Recorded information >>
--
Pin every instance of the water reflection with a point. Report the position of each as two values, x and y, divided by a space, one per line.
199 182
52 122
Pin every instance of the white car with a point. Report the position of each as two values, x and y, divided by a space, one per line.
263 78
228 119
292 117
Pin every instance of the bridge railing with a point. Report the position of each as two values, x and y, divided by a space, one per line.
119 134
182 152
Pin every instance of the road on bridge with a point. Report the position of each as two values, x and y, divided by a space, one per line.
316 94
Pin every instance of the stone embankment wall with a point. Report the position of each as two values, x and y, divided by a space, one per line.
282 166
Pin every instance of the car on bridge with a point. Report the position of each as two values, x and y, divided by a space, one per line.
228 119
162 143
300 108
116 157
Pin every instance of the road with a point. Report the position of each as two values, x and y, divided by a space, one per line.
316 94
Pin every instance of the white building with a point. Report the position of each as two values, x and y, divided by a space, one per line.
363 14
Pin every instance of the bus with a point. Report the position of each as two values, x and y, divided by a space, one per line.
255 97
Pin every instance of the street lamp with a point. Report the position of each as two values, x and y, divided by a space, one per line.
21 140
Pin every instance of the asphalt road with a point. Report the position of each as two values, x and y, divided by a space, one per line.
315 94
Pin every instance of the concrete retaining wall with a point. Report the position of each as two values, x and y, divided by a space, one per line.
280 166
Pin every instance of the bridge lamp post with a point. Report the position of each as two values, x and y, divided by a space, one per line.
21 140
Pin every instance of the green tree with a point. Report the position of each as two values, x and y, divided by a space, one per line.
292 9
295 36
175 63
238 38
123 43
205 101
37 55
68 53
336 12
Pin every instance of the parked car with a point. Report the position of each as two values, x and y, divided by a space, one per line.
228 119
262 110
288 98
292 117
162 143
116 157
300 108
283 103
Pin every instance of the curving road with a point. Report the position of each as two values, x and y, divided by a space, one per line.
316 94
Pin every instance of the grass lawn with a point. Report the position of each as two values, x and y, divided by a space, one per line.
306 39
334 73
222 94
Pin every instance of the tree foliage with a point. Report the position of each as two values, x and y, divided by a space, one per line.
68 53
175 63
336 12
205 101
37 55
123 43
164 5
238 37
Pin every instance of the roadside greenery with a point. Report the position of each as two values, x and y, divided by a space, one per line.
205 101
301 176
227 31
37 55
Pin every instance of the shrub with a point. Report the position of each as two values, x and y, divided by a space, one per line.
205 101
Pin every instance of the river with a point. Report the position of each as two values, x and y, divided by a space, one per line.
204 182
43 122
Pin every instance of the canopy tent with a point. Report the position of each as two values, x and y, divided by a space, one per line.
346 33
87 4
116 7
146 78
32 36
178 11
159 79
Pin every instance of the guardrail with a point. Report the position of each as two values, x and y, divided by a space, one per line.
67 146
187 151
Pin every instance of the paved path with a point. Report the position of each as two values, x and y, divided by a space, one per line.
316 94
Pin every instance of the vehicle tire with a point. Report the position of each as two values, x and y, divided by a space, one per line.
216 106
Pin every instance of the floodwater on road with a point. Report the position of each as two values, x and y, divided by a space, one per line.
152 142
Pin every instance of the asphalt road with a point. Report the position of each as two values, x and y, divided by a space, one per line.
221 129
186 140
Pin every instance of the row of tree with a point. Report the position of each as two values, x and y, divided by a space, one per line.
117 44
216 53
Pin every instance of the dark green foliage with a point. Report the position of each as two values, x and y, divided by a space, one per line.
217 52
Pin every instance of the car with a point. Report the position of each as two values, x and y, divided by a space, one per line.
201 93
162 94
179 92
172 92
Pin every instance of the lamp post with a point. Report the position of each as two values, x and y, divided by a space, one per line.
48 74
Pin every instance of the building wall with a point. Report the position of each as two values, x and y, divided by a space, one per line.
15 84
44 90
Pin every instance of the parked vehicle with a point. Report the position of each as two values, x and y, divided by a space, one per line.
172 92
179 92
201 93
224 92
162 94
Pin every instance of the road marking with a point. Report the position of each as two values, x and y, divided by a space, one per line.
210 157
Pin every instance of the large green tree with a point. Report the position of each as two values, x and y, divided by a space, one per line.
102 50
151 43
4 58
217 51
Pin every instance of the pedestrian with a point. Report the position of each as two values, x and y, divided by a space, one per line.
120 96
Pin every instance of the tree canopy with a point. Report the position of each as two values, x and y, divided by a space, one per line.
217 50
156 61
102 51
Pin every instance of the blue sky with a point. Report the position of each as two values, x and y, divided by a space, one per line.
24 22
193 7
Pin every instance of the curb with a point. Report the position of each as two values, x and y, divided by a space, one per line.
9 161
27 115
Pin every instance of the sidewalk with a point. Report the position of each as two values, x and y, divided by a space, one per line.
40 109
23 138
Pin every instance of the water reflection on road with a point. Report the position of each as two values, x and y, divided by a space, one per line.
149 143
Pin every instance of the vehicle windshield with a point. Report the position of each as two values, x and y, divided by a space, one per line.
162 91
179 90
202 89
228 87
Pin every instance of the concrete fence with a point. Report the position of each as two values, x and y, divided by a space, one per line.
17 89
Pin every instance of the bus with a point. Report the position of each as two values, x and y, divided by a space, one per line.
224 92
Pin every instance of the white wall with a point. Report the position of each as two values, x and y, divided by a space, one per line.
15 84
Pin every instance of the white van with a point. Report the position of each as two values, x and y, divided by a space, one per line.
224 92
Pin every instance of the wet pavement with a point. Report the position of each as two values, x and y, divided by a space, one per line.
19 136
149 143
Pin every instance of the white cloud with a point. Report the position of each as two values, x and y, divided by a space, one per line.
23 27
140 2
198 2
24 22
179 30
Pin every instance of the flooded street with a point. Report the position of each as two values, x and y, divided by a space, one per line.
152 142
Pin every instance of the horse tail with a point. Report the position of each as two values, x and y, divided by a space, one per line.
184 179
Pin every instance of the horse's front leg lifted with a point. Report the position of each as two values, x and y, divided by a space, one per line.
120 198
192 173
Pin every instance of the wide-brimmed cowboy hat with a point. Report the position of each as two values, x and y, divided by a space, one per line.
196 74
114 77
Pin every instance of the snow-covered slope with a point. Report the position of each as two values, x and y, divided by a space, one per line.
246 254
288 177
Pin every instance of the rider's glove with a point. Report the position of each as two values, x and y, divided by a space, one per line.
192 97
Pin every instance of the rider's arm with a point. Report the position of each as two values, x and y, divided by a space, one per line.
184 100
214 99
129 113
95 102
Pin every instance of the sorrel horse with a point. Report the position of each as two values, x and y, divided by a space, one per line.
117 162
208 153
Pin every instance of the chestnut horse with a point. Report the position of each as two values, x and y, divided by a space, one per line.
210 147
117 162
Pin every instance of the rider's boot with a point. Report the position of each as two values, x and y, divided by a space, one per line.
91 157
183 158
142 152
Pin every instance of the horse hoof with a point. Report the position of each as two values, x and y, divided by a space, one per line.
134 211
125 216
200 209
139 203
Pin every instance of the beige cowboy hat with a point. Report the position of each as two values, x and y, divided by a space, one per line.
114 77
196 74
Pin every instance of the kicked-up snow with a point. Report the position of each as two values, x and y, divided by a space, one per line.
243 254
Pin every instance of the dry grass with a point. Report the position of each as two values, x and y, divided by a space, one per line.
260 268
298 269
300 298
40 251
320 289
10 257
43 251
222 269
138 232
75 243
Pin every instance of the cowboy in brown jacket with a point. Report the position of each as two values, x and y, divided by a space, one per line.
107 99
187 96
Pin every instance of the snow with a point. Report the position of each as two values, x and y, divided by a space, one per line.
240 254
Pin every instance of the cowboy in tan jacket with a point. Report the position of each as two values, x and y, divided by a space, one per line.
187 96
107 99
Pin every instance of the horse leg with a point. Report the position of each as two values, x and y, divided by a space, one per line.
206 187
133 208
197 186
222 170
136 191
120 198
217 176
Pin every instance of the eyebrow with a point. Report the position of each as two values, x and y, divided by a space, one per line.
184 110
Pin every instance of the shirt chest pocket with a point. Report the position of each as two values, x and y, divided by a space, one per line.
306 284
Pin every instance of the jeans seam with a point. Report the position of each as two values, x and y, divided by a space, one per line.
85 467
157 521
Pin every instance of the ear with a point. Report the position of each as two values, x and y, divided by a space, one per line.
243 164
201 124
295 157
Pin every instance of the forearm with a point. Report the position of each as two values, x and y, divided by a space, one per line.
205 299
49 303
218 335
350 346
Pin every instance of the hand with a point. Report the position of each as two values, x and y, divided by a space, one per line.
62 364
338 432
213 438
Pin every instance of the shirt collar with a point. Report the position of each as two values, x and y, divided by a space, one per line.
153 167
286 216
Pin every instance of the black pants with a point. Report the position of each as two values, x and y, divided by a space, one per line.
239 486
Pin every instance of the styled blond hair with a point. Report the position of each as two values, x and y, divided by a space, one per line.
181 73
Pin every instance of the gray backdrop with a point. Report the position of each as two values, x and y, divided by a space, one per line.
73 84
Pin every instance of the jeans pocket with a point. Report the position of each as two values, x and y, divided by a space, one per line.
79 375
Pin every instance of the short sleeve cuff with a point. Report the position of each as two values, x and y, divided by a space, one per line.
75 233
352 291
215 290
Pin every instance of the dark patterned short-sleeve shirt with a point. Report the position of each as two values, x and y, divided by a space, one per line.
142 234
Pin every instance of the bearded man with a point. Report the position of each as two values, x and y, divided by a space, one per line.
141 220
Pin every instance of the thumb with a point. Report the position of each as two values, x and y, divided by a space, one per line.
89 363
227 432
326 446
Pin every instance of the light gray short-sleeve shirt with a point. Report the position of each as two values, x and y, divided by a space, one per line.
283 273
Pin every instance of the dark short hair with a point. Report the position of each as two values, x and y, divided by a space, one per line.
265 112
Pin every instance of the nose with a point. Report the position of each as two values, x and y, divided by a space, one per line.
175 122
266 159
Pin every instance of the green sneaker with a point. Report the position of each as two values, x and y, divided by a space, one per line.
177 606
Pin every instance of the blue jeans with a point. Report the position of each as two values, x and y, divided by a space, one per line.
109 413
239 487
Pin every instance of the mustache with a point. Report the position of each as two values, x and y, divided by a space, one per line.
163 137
--
Stated task >> Quote only the lines from the line containing "Pin every instance of the dark short" through the end of the listing, please, keeping both the first and the last line.

Answer to the exercise >>
Pin every instance of the dark short hair with a point. Report the position of each as two values, x and y, divided by a space, one per line.
265 112
Pin every instance of the nose with a point. Report the position of each as two values, x and y, divided by a space, one per line.
175 122
266 159
Pin every instance of the green sneaker with a point. Report the position of each as two values, x and y, divided by a space, one per line.
177 606
Pin every instance of the blue jeans with a point. Report the position of each as two values, x and y, divided by a space, one per line.
109 413
239 487
Pin every instance of the mustache with a point. Report the position of each as two values, x and y, divided by a space, one per line.
163 137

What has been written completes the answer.